___ Source records
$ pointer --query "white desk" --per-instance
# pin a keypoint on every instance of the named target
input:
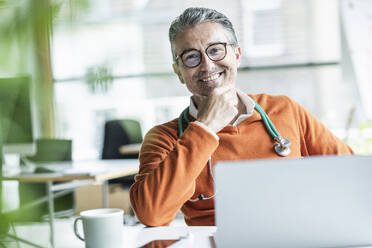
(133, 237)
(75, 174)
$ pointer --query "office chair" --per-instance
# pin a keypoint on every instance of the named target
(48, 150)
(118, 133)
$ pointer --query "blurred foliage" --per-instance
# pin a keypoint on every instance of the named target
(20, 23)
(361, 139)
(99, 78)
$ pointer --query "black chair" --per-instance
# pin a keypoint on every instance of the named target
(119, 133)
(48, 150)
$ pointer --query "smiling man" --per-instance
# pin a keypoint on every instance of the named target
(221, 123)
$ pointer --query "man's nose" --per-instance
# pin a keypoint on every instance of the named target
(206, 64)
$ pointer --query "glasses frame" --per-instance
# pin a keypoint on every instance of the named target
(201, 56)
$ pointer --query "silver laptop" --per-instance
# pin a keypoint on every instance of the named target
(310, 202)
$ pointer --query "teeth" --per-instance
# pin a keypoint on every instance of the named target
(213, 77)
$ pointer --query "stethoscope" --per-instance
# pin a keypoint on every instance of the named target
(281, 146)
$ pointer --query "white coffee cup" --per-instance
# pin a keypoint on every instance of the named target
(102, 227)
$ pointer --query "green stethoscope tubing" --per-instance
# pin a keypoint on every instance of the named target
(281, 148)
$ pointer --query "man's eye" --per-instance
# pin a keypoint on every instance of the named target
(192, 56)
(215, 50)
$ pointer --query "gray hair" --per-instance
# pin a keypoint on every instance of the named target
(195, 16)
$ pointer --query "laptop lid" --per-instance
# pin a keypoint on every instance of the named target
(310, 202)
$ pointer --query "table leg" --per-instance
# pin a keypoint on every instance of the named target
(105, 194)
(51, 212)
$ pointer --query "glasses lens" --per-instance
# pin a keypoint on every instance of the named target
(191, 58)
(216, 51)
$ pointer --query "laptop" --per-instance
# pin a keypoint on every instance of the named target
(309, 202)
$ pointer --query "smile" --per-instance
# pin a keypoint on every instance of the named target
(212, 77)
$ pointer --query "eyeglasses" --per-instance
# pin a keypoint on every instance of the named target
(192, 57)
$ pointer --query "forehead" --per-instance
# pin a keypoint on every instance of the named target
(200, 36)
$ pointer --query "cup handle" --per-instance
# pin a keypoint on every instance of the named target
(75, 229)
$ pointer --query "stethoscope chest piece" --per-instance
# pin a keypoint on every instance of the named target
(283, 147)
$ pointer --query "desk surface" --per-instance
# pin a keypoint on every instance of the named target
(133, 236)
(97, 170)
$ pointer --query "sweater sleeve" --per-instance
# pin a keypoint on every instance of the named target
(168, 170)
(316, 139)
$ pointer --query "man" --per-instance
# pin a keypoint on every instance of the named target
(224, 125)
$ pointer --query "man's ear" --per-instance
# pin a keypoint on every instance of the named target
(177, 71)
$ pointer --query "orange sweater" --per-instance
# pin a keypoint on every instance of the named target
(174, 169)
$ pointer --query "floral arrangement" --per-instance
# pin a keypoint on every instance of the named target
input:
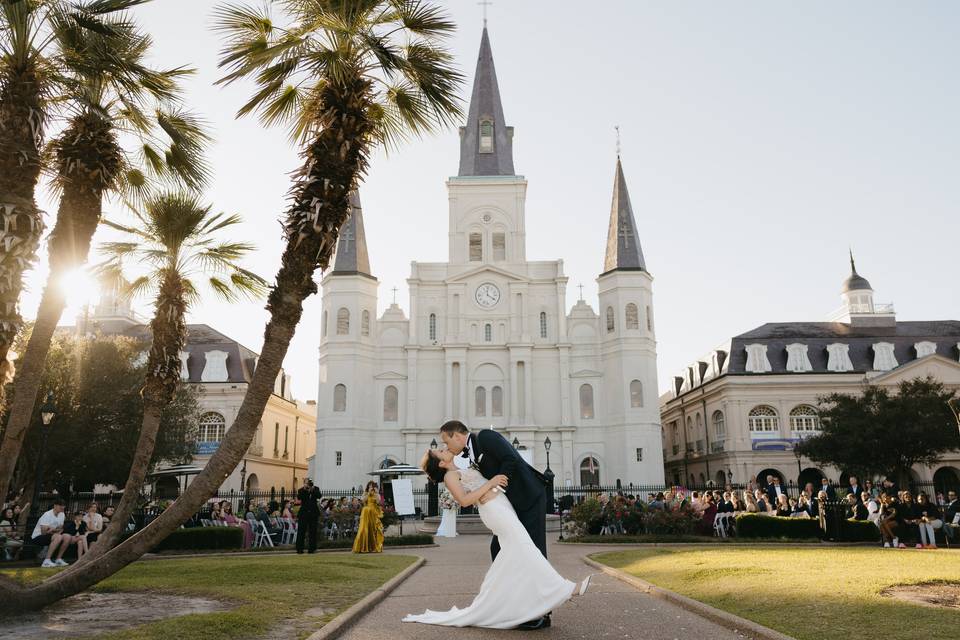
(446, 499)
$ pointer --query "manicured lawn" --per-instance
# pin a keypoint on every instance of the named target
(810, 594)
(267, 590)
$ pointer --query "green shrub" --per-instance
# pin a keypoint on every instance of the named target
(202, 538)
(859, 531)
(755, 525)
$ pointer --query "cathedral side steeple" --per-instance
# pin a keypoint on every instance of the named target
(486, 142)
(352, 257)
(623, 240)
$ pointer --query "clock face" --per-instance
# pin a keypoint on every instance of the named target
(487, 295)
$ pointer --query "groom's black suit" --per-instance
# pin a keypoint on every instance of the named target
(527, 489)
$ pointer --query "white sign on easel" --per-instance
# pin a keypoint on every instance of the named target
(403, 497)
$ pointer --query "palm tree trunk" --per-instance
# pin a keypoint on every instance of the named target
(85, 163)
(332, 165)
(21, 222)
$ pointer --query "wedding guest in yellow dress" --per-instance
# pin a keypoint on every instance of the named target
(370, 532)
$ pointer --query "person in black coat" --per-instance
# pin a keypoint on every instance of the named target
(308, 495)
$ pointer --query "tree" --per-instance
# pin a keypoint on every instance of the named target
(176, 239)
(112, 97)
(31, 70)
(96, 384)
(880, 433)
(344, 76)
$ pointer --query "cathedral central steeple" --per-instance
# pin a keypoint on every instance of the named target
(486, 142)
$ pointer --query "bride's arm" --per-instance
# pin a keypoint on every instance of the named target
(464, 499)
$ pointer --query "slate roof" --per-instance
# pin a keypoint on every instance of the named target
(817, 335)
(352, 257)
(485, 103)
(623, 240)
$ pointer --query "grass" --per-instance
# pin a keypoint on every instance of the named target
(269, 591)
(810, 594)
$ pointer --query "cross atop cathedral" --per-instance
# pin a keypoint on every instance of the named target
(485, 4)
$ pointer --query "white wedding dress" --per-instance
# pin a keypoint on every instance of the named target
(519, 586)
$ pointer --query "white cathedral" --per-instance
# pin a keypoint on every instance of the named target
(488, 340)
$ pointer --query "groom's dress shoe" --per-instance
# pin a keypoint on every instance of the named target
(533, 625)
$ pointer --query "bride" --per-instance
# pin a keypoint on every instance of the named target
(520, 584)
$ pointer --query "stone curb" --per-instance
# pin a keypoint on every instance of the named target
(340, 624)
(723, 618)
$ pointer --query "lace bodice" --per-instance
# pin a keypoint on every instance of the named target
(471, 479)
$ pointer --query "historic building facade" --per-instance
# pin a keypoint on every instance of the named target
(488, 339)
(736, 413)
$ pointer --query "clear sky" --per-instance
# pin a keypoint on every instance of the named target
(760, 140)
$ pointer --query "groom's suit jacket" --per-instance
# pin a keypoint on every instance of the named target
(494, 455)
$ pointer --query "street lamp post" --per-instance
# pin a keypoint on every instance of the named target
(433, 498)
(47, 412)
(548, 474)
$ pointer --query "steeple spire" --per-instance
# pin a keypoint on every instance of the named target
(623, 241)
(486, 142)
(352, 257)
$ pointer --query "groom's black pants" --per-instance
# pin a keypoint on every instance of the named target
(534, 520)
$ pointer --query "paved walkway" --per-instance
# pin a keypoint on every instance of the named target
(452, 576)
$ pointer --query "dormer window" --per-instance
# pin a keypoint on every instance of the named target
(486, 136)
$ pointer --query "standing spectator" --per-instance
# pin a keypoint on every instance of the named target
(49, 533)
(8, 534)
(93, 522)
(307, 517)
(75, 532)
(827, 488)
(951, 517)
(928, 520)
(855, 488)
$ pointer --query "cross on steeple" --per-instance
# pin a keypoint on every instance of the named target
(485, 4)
______
Your goal:
Count the lines in the entries above that contain the word "laptop". Reply with the number alone.

Exercise result:
3